• _Task_
Give back, exactly and with nothing added, the lines that run from the one containing "Where would you say the sweater" to the final line below.

[Referring expression grounding data]
'''
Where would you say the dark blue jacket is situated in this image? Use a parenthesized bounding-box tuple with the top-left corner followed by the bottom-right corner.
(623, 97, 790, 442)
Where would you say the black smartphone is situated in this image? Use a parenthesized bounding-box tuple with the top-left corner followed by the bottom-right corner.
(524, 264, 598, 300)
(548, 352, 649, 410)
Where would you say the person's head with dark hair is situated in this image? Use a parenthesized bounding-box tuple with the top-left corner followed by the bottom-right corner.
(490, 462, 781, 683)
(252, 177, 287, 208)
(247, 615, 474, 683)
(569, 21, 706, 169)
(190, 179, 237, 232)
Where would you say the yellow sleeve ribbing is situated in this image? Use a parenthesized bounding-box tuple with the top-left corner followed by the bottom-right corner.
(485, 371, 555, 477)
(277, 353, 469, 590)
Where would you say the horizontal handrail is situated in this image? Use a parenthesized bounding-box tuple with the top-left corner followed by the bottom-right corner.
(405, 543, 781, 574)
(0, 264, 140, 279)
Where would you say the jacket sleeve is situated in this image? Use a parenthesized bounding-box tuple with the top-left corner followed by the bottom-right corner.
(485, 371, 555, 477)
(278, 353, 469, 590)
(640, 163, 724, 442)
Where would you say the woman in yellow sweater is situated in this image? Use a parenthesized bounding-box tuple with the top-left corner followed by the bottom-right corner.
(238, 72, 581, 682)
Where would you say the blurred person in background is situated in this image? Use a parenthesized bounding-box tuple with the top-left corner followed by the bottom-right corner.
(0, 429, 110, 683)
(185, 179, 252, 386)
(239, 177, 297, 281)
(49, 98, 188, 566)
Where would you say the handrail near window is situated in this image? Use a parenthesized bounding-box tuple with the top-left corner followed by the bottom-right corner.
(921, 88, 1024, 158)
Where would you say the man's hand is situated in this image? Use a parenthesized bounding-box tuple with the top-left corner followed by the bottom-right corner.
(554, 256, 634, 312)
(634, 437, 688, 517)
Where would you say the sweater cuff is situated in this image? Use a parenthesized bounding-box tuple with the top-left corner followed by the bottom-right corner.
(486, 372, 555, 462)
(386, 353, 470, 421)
'''
• _Task output_
Where would you say the sweater cuff is situated in this image? Use a parenthesized bounding-box tuple with the top-left corner followed by the bottom-right corner.
(486, 372, 555, 462)
(386, 353, 470, 421)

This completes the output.